*** Begin section ***

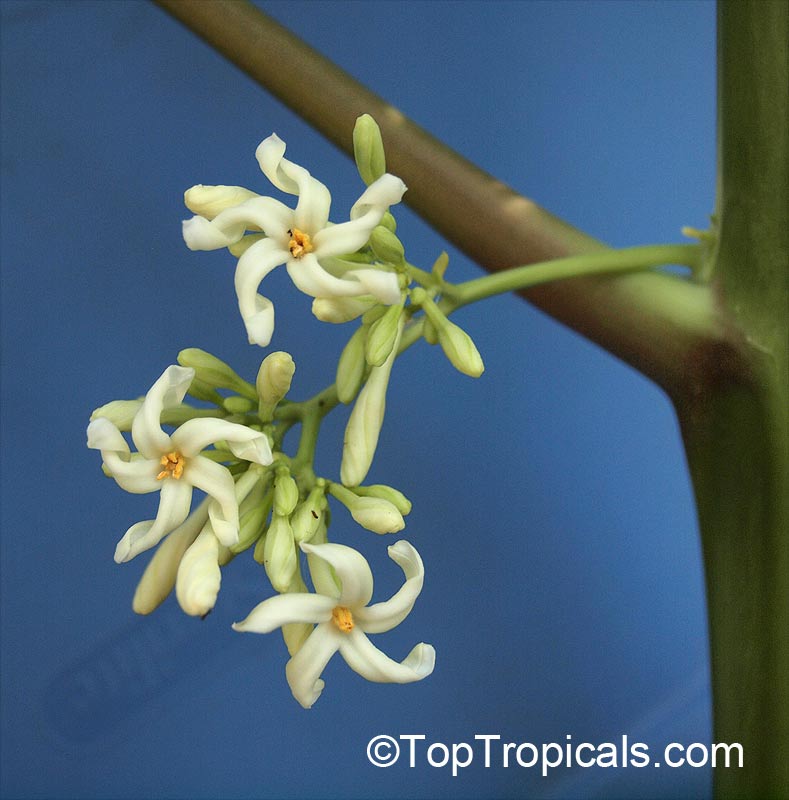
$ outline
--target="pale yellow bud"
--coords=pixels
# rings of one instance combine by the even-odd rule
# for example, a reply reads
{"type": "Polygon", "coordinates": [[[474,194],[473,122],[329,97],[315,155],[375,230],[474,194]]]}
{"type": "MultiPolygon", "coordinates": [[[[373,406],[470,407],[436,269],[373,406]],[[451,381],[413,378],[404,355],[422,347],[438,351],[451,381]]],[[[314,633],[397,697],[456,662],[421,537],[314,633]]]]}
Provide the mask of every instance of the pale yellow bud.
{"type": "Polygon", "coordinates": [[[245,381],[224,361],[199,347],[181,350],[178,363],[182,367],[191,367],[195,371],[195,378],[212,388],[232,389],[243,397],[257,400],[255,387],[251,383],[245,381]]]}
{"type": "Polygon", "coordinates": [[[377,225],[370,234],[370,248],[384,264],[402,264],[405,259],[403,243],[383,225],[377,225]]]}
{"type": "Polygon", "coordinates": [[[290,391],[295,372],[296,364],[290,353],[278,350],[263,359],[255,382],[261,419],[271,419],[277,403],[290,391]]]}
{"type": "Polygon", "coordinates": [[[358,297],[316,297],[312,301],[312,313],[321,322],[341,325],[361,317],[377,303],[375,298],[365,300],[358,297]]]}
{"type": "Polygon", "coordinates": [[[299,487],[287,467],[277,470],[274,478],[274,513],[290,516],[299,502],[299,487]]]}
{"type": "Polygon", "coordinates": [[[411,513],[411,501],[393,486],[376,483],[372,486],[356,486],[353,490],[360,497],[380,497],[388,500],[403,516],[411,513]]]}
{"type": "Polygon", "coordinates": [[[91,415],[94,419],[108,419],[119,431],[130,431],[135,414],[140,410],[142,400],[113,400],[97,408],[91,415]]]}
{"type": "Polygon", "coordinates": [[[184,204],[193,214],[213,219],[226,208],[240,206],[245,200],[259,196],[242,186],[203,186],[198,184],[184,192],[184,204]]]}
{"type": "Polygon", "coordinates": [[[386,389],[397,356],[403,324],[404,318],[401,316],[392,352],[380,367],[370,370],[367,383],[356,398],[345,428],[340,478],[346,486],[360,484],[373,463],[386,411],[386,389]]]}
{"type": "Polygon", "coordinates": [[[173,590],[181,559],[208,519],[208,503],[209,498],[205,498],[153,554],[134,593],[132,608],[135,613],[155,611],[173,590]]]}
{"type": "Polygon", "coordinates": [[[354,520],[374,533],[397,533],[405,527],[394,504],[379,497],[359,497],[344,486],[332,484],[330,491],[351,512],[354,520]]]}
{"type": "Polygon", "coordinates": [[[178,567],[175,582],[178,605],[192,617],[204,617],[214,607],[221,583],[219,540],[208,523],[178,567]]]}
{"type": "Polygon", "coordinates": [[[263,545],[263,566],[278,592],[286,592],[298,566],[293,529],[287,517],[277,514],[269,525],[263,545]]]}
{"type": "Polygon", "coordinates": [[[335,385],[337,387],[337,398],[346,405],[350,403],[364,379],[366,361],[364,358],[365,340],[367,338],[367,328],[361,326],[354,332],[340,354],[337,362],[337,374],[335,385]]]}

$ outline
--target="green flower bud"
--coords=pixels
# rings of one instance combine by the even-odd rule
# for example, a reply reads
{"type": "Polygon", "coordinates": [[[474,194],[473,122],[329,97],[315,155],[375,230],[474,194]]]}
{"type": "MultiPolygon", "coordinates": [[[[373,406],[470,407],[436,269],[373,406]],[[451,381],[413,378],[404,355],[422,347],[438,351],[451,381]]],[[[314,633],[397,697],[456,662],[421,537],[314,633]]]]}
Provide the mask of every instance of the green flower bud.
{"type": "Polygon", "coordinates": [[[397,220],[388,211],[384,211],[380,224],[392,233],[397,232],[397,220]]]}
{"type": "Polygon", "coordinates": [[[348,340],[340,355],[340,360],[337,362],[335,377],[337,397],[341,403],[346,405],[356,397],[364,379],[364,369],[367,363],[364,358],[366,337],[367,328],[360,326],[348,340]]]}
{"type": "Polygon", "coordinates": [[[202,400],[206,403],[213,403],[214,405],[217,405],[220,408],[224,406],[225,402],[224,397],[222,397],[222,395],[219,394],[219,392],[217,392],[216,389],[212,388],[204,381],[201,381],[199,378],[195,378],[189,384],[189,389],[187,390],[187,394],[190,397],[194,397],[195,400],[202,400]]]}
{"type": "Polygon", "coordinates": [[[378,446],[378,436],[386,411],[386,389],[403,332],[404,317],[400,317],[392,352],[380,367],[373,367],[356,404],[353,407],[342,450],[340,478],[346,486],[360,484],[370,470],[378,446]]]}
{"type": "Polygon", "coordinates": [[[422,306],[427,319],[436,329],[439,344],[452,366],[464,375],[479,378],[485,371],[485,365],[471,337],[454,322],[450,322],[425,292],[415,290],[411,297],[422,306]]]}
{"type": "Polygon", "coordinates": [[[280,516],[290,516],[296,503],[299,502],[299,487],[288,472],[287,467],[277,470],[274,478],[274,513],[280,516]]]}
{"type": "Polygon", "coordinates": [[[321,322],[338,325],[361,317],[375,305],[378,301],[374,298],[316,297],[312,301],[312,313],[321,322]]]}
{"type": "Polygon", "coordinates": [[[378,497],[388,500],[403,516],[411,513],[411,501],[392,486],[376,483],[372,486],[356,486],[353,491],[360,497],[378,497]]]}
{"type": "Polygon", "coordinates": [[[314,487],[307,499],[300,503],[293,512],[290,526],[293,528],[293,537],[297,543],[309,542],[315,536],[315,532],[321,524],[323,509],[326,506],[325,491],[323,486],[314,487]]]}
{"type": "Polygon", "coordinates": [[[389,358],[399,330],[403,304],[389,306],[384,315],[370,326],[364,357],[372,367],[380,367],[389,358]]]}
{"type": "Polygon", "coordinates": [[[438,331],[427,316],[422,320],[422,338],[428,344],[438,344],[438,331]]]}
{"type": "Polygon", "coordinates": [[[251,400],[246,397],[239,397],[237,394],[226,397],[222,405],[231,414],[246,414],[255,407],[251,400]]]}
{"type": "Polygon", "coordinates": [[[359,175],[368,186],[386,172],[381,129],[369,114],[362,114],[354,125],[353,155],[359,175]]]}
{"type": "Polygon", "coordinates": [[[384,264],[402,264],[405,260],[403,243],[383,225],[377,225],[370,234],[370,248],[384,264]]]}
{"type": "Polygon", "coordinates": [[[397,533],[405,527],[403,515],[393,503],[379,497],[359,497],[334,483],[329,490],[351,512],[354,520],[374,533],[397,533]]]}
{"type": "Polygon", "coordinates": [[[230,548],[236,554],[251,547],[263,535],[266,518],[274,505],[274,490],[269,489],[257,502],[245,505],[239,508],[238,542],[230,548]]]}
{"type": "Polygon", "coordinates": [[[293,529],[287,517],[275,514],[263,545],[263,566],[278,592],[286,592],[298,567],[293,529]]]}
{"type": "Polygon", "coordinates": [[[260,365],[255,385],[257,387],[258,414],[270,420],[277,403],[290,391],[296,364],[290,353],[269,353],[260,365]]]}
{"type": "Polygon", "coordinates": [[[142,406],[142,400],[113,400],[97,408],[91,415],[94,419],[108,419],[119,431],[130,431],[132,421],[142,406]]]}
{"type": "Polygon", "coordinates": [[[245,381],[232,370],[224,361],[211,353],[200,350],[198,347],[188,347],[178,354],[178,363],[182,367],[192,367],[197,380],[208,384],[212,388],[232,389],[243,397],[257,401],[255,387],[245,381]]]}
{"type": "Polygon", "coordinates": [[[193,214],[213,219],[226,208],[240,206],[246,200],[259,196],[242,186],[203,186],[198,184],[184,192],[184,204],[193,214]]]}

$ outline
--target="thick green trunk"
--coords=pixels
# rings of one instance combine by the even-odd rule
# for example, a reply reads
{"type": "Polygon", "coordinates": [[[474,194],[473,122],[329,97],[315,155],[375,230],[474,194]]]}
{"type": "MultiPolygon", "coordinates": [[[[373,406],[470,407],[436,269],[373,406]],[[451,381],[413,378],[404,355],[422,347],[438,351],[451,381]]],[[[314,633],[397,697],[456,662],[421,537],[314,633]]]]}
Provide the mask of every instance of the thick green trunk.
{"type": "Polygon", "coordinates": [[[789,4],[719,9],[718,244],[726,343],[675,398],[707,581],[714,739],[743,745],[716,796],[789,796],[789,4]]]}

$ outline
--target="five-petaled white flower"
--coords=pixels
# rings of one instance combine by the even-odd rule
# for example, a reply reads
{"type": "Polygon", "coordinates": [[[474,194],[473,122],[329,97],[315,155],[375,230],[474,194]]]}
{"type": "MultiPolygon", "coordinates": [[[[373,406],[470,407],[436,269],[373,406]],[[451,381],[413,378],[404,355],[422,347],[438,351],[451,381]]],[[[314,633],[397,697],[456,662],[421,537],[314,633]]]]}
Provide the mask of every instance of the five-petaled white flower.
{"type": "Polygon", "coordinates": [[[161,413],[177,406],[194,378],[187,367],[168,367],[154,383],[132,422],[131,453],[118,428],[105,418],[88,425],[88,447],[101,450],[104,464],[117,484],[127,492],[161,492],[155,520],[132,525],[118,542],[115,560],[128,561],[158,544],[188,516],[192,488],[213,498],[209,516],[219,541],[227,546],[238,541],[238,505],[233,476],[226,467],[199,453],[209,444],[227,442],[235,456],[257,464],[270,464],[271,448],[264,434],[221,419],[191,419],[172,435],[161,427],[161,413]]]}
{"type": "Polygon", "coordinates": [[[285,668],[293,696],[304,708],[310,708],[323,691],[320,675],[338,650],[348,666],[369,681],[412,683],[433,672],[436,653],[432,645],[421,642],[398,663],[365,636],[399,625],[422,590],[425,574],[422,559],[408,542],[401,540],[389,548],[389,557],[405,573],[405,583],[389,600],[371,606],[367,603],[373,593],[373,576],[360,553],[341,544],[302,544],[301,549],[320,559],[317,563],[312,559],[310,562],[317,594],[271,597],[233,628],[270,633],[288,623],[316,625],[285,668]],[[339,586],[327,566],[334,568],[339,586]]]}
{"type": "Polygon", "coordinates": [[[257,293],[263,278],[286,264],[296,287],[312,297],[372,295],[387,305],[400,302],[397,275],[374,267],[328,271],[329,259],[364,246],[390,205],[400,202],[405,184],[382,175],[351,208],[350,220],[329,223],[331,194],[310,173],[284,158],[285,143],[272,134],[255,155],[263,174],[283,192],[298,196],[295,209],[272,197],[259,197],[241,187],[194,186],[185,195],[187,206],[204,216],[183,223],[190,250],[216,250],[239,242],[248,230],[263,231],[241,255],[236,267],[236,293],[250,344],[265,347],[274,331],[274,306],[257,293]]]}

*** End section ***

**Exercise prompt**
Looking at the data above, state how many of its lines contain the word "target", and give nothing but that number.

**Your response**
4